Nicolas, Ferdinand, Marie, Louis, Joseph Martin du Nord
1790 - 1847
- Informations générales
-
- Né le 29 juillet 1790 à Douai (Nord - France)
- Décédé le 12 mars 1847 à Lormois (Nord - France)
1790 - 1847
Député de 1830 à 1847 et ministre, né à Douai (Nord) le 29 juillet 1790 « en légitime mariage de Me Louis François Joseph Martin procureur au parlement de Flandres et d'Anne Louise Josephe Jacquart », mort au château de Lormois (Nord) le 12 mars 1847, il étudia le droit à Paris, se fit recevoir docteur, et débuta avec succès au barreau de Douai.
Il se prononça d'abord, avec un empressement qui lui fut plus tard vivement reproché par ses adversaires, en faveur du gouvernement de la Restauration ; mais il se rallia, dès le lendemain des journées de Juillet, à la monarchie de Louis-Philippe. « Jeune, écrivait l'auteur de la Galerie des Pritchardistes (1846), il suça le lait de la Muse, et la Muse lui inspira la chanson. Le vieux temps était revenu, il chanta comme les chevaliers, son Dieu, son roi, sa dame ; il excella dans la poésie des fêtes royales et des transparents : Accepte, ô légitimité, L'envoi de ma fidélité !
Sa fidélité avait les ardeurs de l'amour et la religion des reliques. Louis XVIII passait à Cambrai et daigna laisser tomber de son nez auguste quelques grains de tabac que M. Martin (du Nord) recueillit précieusement dans un chaton tout parfumé de royalisme. Quinze ans n'attiédirent pas la foi qu'il portait à ce scapulaire, et, à la première nouvelle de l'insurrection parisienne, l'avocat Martin, transporté, hors de lui, se précipite au palais de justice ; il assemble ses co-robins : « Messieurs, le populaire s'est soulevé... Charles X ne rendra pas son épée. Nous sommes enfants du drapeau sans tache. » La harangue fut superbe ; mais il fallait lui donner un corps. L'orateur prend la plume, il écrit comme le volcan fume, il rédige la plus éloquente protestation il la signe, il la fait circuler. Elle allait partir ! Le courrier de Paris arrive pavoisé du drapeau tricolore ! L'avocat Martin le voit et tombe consterné. On le cherche, on veut lui adresser de touchantes condoléances; les légitimistes sincères voulaient pleurer avec lui ; il ne pleurait plus, il s'était dérobé ; la solitude plaît aux nobles âmes et aux grandes douleurs. M. Martin (du Nord) y cacha la sienne et s'en vint paisiblement auprès de son protecteur, M. D.-D. (Deforest de Quart Deville, premier président de la cour), lui demander de l'aider à prouver son dévouement à ce drapeau tricolore, la gloire de notre patrie, à ces nobles couleurs pour lesquelles son cœur patriotique avait conservé un culte d'autant plus ardent qu'il était plus contenu... Nous aimons à reproduire ces débuts du héros ; quand le fleuve coule dans son lit majestueux, on aime à remonter jusqu'à la source modeste d'où s'échappent ses eaux bienfaisantes... »

* [SÉRIE DE CONSIGNES]:
**A.** Recopiez le passage de la notice sur Martin du Nord qui va de « Nicolas, Ferdinand, Marie, Louis, Joseph » jusqu'à « barreau de Douai. ».
**B.** Résumez la notice sur Martin du Nord en deux phrases.
**C.** Poursuivez la notice sur Martin du Nord à la suite de sa dernière phrase.

* [LIGNES EXTRAITES]:
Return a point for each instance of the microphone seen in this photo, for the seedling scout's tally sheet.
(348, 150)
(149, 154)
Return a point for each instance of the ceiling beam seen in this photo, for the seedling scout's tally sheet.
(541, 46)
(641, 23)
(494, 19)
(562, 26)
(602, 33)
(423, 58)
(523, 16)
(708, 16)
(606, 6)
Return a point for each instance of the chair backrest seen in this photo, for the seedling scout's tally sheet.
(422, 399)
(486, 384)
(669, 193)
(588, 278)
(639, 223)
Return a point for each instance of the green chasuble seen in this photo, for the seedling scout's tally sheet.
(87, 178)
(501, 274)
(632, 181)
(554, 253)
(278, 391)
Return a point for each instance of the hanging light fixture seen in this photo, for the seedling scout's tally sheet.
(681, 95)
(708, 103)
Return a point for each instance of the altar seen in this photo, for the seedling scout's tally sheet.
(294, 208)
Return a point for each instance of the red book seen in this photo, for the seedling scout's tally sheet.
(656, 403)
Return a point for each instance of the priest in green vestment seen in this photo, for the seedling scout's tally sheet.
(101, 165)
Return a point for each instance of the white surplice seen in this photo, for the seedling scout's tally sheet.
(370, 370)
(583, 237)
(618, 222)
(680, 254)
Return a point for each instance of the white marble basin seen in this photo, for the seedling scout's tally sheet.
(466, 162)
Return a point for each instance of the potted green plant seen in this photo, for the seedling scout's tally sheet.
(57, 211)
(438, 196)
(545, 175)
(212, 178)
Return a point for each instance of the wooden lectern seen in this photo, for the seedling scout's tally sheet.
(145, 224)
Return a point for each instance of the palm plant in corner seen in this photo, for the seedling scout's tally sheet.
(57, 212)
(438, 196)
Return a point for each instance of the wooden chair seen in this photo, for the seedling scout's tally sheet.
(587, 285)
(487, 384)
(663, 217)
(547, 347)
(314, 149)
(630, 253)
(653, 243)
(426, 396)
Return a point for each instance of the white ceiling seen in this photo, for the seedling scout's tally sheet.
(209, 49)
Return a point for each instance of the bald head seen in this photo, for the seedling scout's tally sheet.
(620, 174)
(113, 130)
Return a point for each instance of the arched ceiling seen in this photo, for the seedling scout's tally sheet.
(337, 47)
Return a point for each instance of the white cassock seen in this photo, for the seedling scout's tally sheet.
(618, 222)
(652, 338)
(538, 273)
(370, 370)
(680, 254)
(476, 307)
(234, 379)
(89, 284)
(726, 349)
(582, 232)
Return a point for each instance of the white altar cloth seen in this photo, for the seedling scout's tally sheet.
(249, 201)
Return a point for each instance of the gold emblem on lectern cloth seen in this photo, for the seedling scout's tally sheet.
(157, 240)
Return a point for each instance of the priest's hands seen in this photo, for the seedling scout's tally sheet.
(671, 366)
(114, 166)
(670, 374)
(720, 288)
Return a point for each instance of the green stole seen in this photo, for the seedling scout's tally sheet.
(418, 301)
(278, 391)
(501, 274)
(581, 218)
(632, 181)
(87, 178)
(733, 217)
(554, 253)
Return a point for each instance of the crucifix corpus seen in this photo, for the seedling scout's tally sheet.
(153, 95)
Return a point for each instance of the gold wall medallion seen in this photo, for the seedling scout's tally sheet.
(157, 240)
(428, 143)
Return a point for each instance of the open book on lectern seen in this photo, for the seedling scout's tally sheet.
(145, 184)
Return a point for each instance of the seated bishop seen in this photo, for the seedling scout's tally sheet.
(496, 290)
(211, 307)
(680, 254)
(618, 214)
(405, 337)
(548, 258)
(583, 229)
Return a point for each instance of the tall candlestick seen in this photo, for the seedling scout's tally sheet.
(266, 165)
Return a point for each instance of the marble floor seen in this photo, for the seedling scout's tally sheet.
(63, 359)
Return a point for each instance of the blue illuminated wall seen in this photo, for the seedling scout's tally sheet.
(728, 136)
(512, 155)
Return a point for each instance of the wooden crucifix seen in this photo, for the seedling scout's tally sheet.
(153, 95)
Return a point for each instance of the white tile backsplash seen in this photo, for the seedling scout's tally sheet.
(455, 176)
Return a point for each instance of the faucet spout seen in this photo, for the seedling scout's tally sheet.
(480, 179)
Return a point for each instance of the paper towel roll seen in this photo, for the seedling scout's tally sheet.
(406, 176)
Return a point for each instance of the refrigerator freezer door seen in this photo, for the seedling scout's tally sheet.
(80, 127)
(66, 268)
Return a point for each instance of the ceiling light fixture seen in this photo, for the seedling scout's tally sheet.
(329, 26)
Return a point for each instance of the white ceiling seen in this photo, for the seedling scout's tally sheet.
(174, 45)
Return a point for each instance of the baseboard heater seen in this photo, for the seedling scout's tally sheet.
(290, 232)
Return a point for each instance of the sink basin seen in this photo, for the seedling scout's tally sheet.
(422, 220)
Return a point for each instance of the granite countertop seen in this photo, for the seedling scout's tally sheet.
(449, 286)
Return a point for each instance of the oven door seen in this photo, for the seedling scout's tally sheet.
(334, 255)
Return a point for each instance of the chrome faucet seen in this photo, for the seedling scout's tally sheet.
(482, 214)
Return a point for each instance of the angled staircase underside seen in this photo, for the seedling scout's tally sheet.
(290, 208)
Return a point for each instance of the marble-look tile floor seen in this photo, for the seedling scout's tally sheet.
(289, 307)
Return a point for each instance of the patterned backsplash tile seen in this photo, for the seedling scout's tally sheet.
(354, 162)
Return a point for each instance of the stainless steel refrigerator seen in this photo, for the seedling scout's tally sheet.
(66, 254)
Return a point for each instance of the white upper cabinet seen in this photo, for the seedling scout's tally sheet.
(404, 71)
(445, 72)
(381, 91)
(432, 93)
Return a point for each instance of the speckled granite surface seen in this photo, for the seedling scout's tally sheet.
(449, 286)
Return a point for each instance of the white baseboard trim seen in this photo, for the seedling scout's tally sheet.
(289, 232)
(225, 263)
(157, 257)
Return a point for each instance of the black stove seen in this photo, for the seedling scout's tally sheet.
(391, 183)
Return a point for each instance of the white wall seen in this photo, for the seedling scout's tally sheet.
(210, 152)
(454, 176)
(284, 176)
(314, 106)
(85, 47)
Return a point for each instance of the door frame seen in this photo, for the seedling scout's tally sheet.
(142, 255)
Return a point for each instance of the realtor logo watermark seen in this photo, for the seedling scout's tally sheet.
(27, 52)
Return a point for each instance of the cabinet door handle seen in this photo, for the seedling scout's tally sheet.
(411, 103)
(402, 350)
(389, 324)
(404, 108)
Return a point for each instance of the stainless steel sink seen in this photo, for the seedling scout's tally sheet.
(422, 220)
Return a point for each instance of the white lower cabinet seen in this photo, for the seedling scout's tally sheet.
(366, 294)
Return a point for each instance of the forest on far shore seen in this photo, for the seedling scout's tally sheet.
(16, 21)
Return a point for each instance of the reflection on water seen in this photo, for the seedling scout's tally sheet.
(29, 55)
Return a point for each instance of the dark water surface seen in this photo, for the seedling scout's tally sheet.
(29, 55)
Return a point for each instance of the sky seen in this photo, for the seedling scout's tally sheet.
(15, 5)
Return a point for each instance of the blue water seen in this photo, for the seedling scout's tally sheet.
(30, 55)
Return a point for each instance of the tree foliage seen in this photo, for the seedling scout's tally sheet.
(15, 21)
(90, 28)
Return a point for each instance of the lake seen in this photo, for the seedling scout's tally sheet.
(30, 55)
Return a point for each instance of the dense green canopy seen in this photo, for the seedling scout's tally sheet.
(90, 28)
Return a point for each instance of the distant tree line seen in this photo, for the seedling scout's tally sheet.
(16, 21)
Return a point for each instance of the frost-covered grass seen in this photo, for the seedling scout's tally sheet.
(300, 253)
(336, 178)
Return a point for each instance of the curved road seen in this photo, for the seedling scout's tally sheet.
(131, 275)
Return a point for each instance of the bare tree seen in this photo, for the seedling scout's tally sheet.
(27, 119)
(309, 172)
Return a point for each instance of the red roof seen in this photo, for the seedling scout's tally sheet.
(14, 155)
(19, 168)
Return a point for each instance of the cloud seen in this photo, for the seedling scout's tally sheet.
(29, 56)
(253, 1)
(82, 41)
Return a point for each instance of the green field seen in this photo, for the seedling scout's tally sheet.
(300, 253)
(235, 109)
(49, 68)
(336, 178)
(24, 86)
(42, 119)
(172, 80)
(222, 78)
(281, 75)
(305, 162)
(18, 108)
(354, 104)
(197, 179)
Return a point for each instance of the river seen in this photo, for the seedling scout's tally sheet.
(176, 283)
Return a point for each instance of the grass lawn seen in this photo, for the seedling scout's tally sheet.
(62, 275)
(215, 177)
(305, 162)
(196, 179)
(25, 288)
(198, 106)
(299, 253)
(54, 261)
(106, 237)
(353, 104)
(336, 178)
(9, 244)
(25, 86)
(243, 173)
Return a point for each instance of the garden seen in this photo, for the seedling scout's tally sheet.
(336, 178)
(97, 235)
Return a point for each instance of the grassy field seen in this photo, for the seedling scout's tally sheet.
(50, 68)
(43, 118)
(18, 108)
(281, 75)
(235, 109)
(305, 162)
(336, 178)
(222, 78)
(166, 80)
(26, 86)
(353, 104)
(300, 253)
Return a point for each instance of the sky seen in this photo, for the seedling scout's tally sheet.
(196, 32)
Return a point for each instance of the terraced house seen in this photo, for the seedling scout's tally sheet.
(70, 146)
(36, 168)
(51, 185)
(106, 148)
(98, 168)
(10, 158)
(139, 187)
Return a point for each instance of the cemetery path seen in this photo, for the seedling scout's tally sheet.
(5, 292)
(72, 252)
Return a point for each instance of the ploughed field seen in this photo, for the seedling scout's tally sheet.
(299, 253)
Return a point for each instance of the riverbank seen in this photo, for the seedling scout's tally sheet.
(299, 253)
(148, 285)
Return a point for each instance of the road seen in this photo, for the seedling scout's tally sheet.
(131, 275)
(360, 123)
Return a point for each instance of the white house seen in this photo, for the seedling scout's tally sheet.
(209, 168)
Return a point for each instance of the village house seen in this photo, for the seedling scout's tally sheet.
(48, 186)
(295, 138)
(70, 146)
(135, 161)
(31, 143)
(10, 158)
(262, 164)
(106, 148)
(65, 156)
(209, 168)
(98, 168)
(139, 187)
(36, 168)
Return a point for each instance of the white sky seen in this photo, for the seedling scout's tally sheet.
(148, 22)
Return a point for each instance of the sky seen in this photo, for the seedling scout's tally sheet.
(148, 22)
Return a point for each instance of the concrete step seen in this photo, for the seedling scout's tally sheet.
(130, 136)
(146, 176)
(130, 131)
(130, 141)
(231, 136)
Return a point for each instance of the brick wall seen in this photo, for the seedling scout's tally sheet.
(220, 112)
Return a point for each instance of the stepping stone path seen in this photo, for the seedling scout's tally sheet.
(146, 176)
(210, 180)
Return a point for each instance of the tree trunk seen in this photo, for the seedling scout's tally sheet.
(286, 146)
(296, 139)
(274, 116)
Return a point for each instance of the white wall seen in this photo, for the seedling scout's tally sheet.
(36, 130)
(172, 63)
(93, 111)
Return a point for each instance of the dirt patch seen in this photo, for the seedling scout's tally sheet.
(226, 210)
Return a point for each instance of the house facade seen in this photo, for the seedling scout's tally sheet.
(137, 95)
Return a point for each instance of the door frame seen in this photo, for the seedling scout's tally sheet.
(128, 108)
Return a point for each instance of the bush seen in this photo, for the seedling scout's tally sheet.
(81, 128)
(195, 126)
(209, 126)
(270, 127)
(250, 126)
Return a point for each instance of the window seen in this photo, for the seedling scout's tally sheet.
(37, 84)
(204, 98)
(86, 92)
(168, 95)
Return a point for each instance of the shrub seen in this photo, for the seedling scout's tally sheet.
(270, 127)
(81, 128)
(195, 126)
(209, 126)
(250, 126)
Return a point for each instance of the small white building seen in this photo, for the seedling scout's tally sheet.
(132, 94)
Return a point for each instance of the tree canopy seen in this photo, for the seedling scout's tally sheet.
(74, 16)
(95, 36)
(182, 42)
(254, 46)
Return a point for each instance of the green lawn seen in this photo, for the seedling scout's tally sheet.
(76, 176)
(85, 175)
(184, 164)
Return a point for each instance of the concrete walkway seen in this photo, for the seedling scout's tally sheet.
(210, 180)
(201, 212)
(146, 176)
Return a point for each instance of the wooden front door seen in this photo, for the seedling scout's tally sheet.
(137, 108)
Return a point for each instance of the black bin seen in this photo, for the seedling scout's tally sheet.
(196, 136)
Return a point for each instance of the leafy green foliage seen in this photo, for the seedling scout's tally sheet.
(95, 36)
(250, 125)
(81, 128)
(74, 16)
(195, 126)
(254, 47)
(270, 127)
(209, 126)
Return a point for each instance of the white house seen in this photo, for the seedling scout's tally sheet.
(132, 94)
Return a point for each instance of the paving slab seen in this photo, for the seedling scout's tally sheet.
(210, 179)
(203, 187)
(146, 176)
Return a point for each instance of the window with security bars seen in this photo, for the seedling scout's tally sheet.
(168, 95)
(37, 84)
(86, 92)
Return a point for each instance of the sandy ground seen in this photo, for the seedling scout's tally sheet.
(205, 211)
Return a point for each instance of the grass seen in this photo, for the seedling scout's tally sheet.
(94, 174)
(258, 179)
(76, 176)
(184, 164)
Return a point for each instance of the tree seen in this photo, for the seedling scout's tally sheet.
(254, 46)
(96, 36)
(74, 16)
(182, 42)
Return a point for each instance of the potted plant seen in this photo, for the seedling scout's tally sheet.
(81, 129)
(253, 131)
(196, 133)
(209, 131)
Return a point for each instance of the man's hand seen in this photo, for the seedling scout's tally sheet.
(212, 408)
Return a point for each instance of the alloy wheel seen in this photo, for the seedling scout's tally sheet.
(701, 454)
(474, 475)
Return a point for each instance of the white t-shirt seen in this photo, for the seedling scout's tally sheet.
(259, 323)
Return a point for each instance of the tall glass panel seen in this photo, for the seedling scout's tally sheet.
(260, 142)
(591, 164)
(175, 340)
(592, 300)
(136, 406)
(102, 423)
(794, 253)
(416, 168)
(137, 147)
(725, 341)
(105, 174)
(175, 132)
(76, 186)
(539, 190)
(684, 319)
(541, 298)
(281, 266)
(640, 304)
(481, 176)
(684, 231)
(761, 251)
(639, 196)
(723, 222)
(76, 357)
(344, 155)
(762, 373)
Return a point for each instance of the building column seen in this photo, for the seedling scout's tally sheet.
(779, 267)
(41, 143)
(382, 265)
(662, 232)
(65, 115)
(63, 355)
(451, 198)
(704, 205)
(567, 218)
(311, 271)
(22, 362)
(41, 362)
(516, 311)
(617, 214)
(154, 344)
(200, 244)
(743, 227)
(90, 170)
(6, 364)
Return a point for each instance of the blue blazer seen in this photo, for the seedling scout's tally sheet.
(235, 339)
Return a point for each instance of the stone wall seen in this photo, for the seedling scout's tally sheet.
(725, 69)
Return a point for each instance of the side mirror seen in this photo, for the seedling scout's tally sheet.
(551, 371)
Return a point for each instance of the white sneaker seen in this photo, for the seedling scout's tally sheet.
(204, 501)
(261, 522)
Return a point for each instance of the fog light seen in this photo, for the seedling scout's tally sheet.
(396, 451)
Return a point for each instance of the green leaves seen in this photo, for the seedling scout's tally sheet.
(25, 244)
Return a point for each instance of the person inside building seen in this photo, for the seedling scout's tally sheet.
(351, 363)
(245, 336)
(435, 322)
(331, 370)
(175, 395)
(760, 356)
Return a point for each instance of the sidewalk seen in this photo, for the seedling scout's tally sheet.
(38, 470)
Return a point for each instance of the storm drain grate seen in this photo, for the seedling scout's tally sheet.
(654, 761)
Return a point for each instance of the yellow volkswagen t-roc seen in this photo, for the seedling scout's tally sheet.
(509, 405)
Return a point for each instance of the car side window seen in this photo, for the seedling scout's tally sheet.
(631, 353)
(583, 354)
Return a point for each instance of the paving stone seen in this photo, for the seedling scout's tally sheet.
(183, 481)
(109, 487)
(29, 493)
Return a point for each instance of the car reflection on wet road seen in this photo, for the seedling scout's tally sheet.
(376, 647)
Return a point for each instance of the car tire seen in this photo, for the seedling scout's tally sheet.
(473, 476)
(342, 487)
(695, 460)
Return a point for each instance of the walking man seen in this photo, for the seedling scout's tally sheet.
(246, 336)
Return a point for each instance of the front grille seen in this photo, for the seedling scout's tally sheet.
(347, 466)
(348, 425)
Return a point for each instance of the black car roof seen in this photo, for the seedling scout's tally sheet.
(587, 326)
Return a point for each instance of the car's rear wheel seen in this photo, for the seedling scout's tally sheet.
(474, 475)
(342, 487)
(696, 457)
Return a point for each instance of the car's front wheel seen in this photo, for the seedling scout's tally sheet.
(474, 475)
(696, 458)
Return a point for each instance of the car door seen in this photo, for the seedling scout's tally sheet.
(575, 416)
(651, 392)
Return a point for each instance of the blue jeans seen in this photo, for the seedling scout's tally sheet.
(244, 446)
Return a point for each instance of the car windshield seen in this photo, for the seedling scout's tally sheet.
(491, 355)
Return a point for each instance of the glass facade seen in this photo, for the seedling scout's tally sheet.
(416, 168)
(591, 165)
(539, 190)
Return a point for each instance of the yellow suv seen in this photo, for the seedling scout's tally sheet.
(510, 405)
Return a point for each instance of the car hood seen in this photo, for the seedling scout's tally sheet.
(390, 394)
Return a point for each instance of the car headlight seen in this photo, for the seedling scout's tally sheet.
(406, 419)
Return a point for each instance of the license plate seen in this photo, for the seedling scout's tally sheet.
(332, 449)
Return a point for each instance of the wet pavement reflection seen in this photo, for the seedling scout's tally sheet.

* [CORRIGÉ DE L'EXERCICE]:
**A.**
Nicolas, Ferdinand, Marie, Louis, Joseph Martin du Nord
1790 - 1847
- Informations générales
-
- Né le 29 juillet 1790 à Douai (Nord - France)
- Décédé le 12 mars 1847 à Lormois (Nord - France)
1790 - 1847
Député de 1830 à 1847 et ministre, né à Douai (Nord) le 29 juillet 1790 « en légitime mariage de Me Louis François Joseph Martin procureur au parlement de Flandres et d'Anne Louise Josephe Jacquart », mort au château de Lormois (Nord) le 12 mars 1847, il étudia le droit à Paris, se fit recevoir docteur, et débuta avec succès au barreau de Douai.

**B.** Né à Douai le 29 juillet 1790 et mort au château de Lormois le 12 mars 1847, Martin du Nord fut député de 1830 à 1847 et ministre, après avoir étudié le droit à Paris et débuté avec succès au barreau de Douai. D'abord favorable au gouvernement de la Restauration, il se rallia dès le lendemain des journées de Juillet à la monarchie de Louis-Philippe, revirement que raconte un passage cité de la Galerie des Pritchardistes (1846).

**C.**
Nommé successivement conseiller municipal, juge-suppléant, administrateur et vice-président des hospices de Douai, il brigua, le 28 octobre 1830, le mandat de député, et le grand collège du Nord l'envoya à la Chambre par 571 voix (1,258 votants, 2,895 inscrits). M. Martin siégea dans la majorité conservatrice, dont il ne tarda pas à devenir un des membres les plus en vue. Il se fit remarquer notamment dans la discussion générale du projet de loi sur la composition des cours d'assises et sur les déclarations du jury (6 janvier 1831). Le 12 mars, il fut rapporteur de la commission chargée d'examiner le projet de loi concernant la procédure pour les délits de presse. Peu de jours après (14 mars), il fit rejeter un amendement de M. Humann, qui proposait d'appliquer à tous les travaux d'utilité publique entrepris par le gouvernement les dispositions exceptionnelles du projet sur l'expropriation temporaire des propriétés privées.
Réélu, le 5 juillet 1831, député du 5e collège du Nord (Douai), par 91 voix (128 votants, 152 inscrits), contre 35 à M. Honoré, avocat, il signala sa rentrée par un rapport considérable sur la loi de l'avancement dans l'armée (8 octobre). En février 1832, il présenta le rapport de la commission chargée d'examiner le projet de loi pour autoriser la ville de Paris à créer un emprunt dont le chiffre fut fixé à 40 millions. À cette époque, un sieur Kessner, caissier général du trésor public, disparut, laissant un déficit de plusieurs millions. Rapporteur de la commission d'enquête, M. Martin (du Nord) passa pour avoir atténué dans cette affaire certaines responsabilités, pour en avoir dissimulé d'autres. Violemment attaqué à ce sujet par la presse opposante, il fut nommé, le 6 août 1833, avocat-général près la Cour de cassation.
Il obtint à cette occasion (7 septembre) sa réélection comme député, par 93 voix (109 votants, 151 inscrits), fut un des secrétaires de la Chambre, présenta le rapport du projet de loi sur les associations adopté le 26 mars 1834, et fut promu, le 5 avril suivant, procureur-général près la cour d'appel de Paris, en remplacement de Persil, devenu garde des sceaux. Le 15 du même mois, Louis-Philippe le désignait pour remplir les fonctions de procureur-général près la cour des pairs, convoquée à l'effet de juger le fameux procès d'avril.
Réélu, en raison de sa récente promotion, député du Nord, le 10 mai 1834, par 105 voix (170 votants); puis, le 21 juin de la même année, au renouvellement général, par 109 voix (113 votants, 172 inscrits), il fut appelé, le 8 août suivant, dans la nouvelle Chambre, aux fonctions de vice-président. Mais bientôt les travaux de la cour des pairs en 1835 et en 1836, le procès des accusés d'avril, l'attentat de Fieschi, l'affaire d'Alibaud, celle du complot de Neuilly, empêchèrent M. Martin (du Nord) de suivre assidûment les débats du Parlement.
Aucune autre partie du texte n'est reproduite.